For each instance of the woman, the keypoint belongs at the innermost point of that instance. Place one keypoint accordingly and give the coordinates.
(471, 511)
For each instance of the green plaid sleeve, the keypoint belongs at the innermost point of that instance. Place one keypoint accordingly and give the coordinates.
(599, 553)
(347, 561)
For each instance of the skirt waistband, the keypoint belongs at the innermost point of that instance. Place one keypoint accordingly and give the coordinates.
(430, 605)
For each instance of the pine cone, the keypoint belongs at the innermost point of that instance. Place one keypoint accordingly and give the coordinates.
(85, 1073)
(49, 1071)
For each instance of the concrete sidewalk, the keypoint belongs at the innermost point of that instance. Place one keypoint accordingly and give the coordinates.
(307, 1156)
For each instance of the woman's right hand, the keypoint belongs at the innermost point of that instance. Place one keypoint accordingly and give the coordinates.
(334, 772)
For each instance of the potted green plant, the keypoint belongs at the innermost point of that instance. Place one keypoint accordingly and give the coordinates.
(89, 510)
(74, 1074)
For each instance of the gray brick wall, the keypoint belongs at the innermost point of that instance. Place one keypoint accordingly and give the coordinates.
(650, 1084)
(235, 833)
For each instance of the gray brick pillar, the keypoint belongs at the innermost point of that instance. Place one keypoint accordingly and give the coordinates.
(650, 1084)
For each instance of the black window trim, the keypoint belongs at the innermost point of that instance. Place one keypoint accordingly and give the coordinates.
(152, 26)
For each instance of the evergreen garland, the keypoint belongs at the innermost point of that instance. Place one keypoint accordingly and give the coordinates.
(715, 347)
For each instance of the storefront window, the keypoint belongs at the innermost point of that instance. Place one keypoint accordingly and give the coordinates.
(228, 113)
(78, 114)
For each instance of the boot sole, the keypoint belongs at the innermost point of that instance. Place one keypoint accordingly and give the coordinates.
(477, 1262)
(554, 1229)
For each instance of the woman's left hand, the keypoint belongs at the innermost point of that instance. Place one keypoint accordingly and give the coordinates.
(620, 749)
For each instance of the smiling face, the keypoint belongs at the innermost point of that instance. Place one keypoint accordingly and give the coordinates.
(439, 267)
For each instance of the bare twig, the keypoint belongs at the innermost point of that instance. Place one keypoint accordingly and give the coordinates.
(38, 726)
==============================
[Work task] Would you give the entries back word for word?

[Response to this exercise]
For each instance of the woman, the keypoint belongs at the innermost point of that instance. Place one keypoint accordingly and give the coordinates.
(471, 511)
For each instance of the green plaid sleeve, the keypoint belongs at the innermost point of that instance. Place one keypoint accordingly and give the coordinates.
(599, 553)
(347, 561)
For each instance of the skirt waistband, the keypoint belongs at the innermost point of that instance. Place one keypoint accordingly and give the coordinates.
(430, 605)
For each instance of the pine cone, the keypoint belongs at the innermost point of that instance. Place one keypoint accordingly and give the coordinates.
(85, 1073)
(49, 1071)
For each instance of the concrete sidewalk, the keypoint belongs at the innermost point of that instance. Place one keypoint accordingly and give the coordinates.
(307, 1156)
For each instance of the woman's right hand, the keypoint belongs at the innermost point of that instance. Place one keypoint accordingly and give the coordinates.
(334, 772)
For each instance of the potted green plant, the keypoint belongs at the innermost point of that instance. Place one keypoint accordingly and give the coordinates.
(89, 510)
(74, 1074)
For each instance of the gray brick wall, the keypoint belongs at the innermost point of that instance. Place one keypoint accordingly and give the coordinates.
(650, 1084)
(235, 833)
For each instance of the gray brick pillar, the keypoint belongs at the innermost point of that instance. Place one keypoint accordingly and give the coordinates.
(650, 1084)
For each instance of the black window trim, the keypoint belongs at the innermost point of that instance. Place one keypoint accordingly and give the coordinates.
(152, 26)
For each instance of the evergreen garland, the keypoint belongs at the innermost point of that instance. Place one keypoint accordingly and give the coordinates.
(715, 347)
For each instance of the storefront window, the keypoint belongs at the innermost point of that instance. Place one keypoint accordingly and give the coordinates.
(228, 113)
(78, 114)
For each instance of the boot sole, the keypoint belongs at the innermost point of that instance. Place one keypoint accordingly and give the coordinates.
(477, 1262)
(554, 1229)
For each instance of the woman's left hand, the keypoint belongs at the innermost point of that instance. Place one keypoint accordingly and give the coordinates.
(620, 749)
For each instance of the smiling face, the keypoint belongs at the innermost point of that instance. Place one keypoint accordingly and give the coordinates.
(439, 267)
For each instance of the bare twig, the keypoint belongs at the innermost point of that instance. Place one keypoint accordingly and give the coordinates.
(38, 726)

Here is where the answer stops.